[Location annotation dataset excerpts]
•••••

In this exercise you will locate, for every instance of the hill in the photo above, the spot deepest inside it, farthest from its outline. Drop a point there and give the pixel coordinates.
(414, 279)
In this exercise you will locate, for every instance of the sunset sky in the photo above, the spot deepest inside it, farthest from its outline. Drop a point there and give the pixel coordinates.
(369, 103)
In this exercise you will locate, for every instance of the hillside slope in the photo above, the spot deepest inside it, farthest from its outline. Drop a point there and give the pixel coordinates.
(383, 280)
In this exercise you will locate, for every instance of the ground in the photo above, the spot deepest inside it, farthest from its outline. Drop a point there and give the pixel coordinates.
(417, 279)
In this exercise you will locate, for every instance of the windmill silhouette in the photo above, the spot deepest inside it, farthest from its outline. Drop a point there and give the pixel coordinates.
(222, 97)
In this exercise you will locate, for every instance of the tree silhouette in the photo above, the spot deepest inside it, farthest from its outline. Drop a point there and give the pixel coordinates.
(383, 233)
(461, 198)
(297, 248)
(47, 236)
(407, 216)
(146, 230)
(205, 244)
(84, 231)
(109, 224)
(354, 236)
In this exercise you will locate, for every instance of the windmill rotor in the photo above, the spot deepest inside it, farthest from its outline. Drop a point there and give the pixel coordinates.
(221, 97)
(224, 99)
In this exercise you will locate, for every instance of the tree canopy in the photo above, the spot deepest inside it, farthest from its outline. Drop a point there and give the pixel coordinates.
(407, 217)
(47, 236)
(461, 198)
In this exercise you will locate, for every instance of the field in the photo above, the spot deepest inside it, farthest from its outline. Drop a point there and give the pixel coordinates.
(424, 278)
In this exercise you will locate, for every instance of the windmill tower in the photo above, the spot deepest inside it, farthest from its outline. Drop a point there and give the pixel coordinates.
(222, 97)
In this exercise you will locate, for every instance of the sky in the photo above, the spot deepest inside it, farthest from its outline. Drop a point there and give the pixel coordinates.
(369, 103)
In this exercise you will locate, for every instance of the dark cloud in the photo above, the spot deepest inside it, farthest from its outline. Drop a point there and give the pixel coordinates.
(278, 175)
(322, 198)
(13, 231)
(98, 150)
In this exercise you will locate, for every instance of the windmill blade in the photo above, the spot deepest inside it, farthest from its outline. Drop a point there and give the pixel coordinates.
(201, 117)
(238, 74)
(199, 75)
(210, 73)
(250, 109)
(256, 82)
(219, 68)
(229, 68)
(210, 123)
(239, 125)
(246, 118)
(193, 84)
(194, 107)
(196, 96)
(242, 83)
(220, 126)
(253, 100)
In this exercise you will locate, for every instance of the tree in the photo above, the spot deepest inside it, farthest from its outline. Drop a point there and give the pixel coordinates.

•••••

- _Problem statement_
Could you print all of the rows above again, word for word?

- _Answer in full_
In this exercise you will locate, for every instance of the hill in the photo above, the spot deepest inside it, farthest from its outline. Drop a point there and give the pixel coordinates.
(414, 279)
In this exercise you will locate, for every instance of the sunset sky in the photo above, the spot deepest inside it, farthest from its outline. Drop a point there and give the pixel coordinates.
(369, 103)
In this exercise you will locate, for every instance of the hillside slope in the photo above, the spot deepest inside it, farthest from its outline. Drop a point there and give the pixel coordinates.
(383, 280)
In this exercise you will locate, for every instance of the ground in the photo above, the spot deepest inside it, farthest from its outline. Drop a point there and give the pixel coordinates.
(417, 279)
In this exercise you will locate, for every instance of the windmill silhouette in the photo above, the spot deepest inside it, farthest from its outline. Drop a point there and give the pixel coordinates.
(222, 97)
In this exercise you will locate, for every instance of the tree silhouette in the photo above, the spot deepest inside it, farthest from its outline. Drop a point there and give the pixel coordinates.
(383, 233)
(461, 198)
(297, 248)
(47, 236)
(407, 216)
(146, 230)
(205, 244)
(84, 231)
(109, 224)
(354, 236)
In this exercise you will locate, for every instance of the windmill rotor in the photo above, the spot deepest inside it, farthest from its outline. Drop a point there and give the pixel coordinates.
(221, 97)
(224, 99)
In this exercise you will locate, for every instance of the tree canopy in the photo above, the spot deepest inside it, farthest from its outline. Drop a point there and give the pixel coordinates.
(407, 217)
(47, 236)
(461, 198)
In this exercise you will locate, for every instance of the field in the photo above, the spot deepest inside it, farthest from its outline. Drop a point there and give the pixel coordinates.
(424, 278)
In this exercise you will locate, for every instance of the windmill tower in the photo above, the spot deepest inside it, farthest from its outline. Drop a point there and give the pixel coordinates.
(222, 97)
In this exercise you will locate, for every instance of the sky in the photo above, the spot deepest inside it, farthest from its outline. Drop a point there and give the pixel coordinates.
(369, 103)
In this exercise you will locate, for every instance of the dark cloud in the photo above, the spot deepest inside it, farthest from its outline. Drop a point there and give the pixel coordinates.
(278, 175)
(322, 198)
(13, 231)
(98, 150)
In this exercise you will locate, for every instance of the windmill blade in the photo above, the spot deepest inside it, farthest from its outline. Drop a point there and give the pixel coordinates.
(201, 117)
(238, 74)
(199, 75)
(210, 73)
(250, 109)
(256, 82)
(219, 68)
(229, 68)
(210, 123)
(239, 125)
(246, 118)
(193, 84)
(194, 107)
(196, 96)
(242, 83)
(220, 126)
(253, 100)
In this exercise you will locate, for every instance of the tree in the photo above, the spot deepest inside it, farthest from its outline. Drop a point there and give the pixel coordinates.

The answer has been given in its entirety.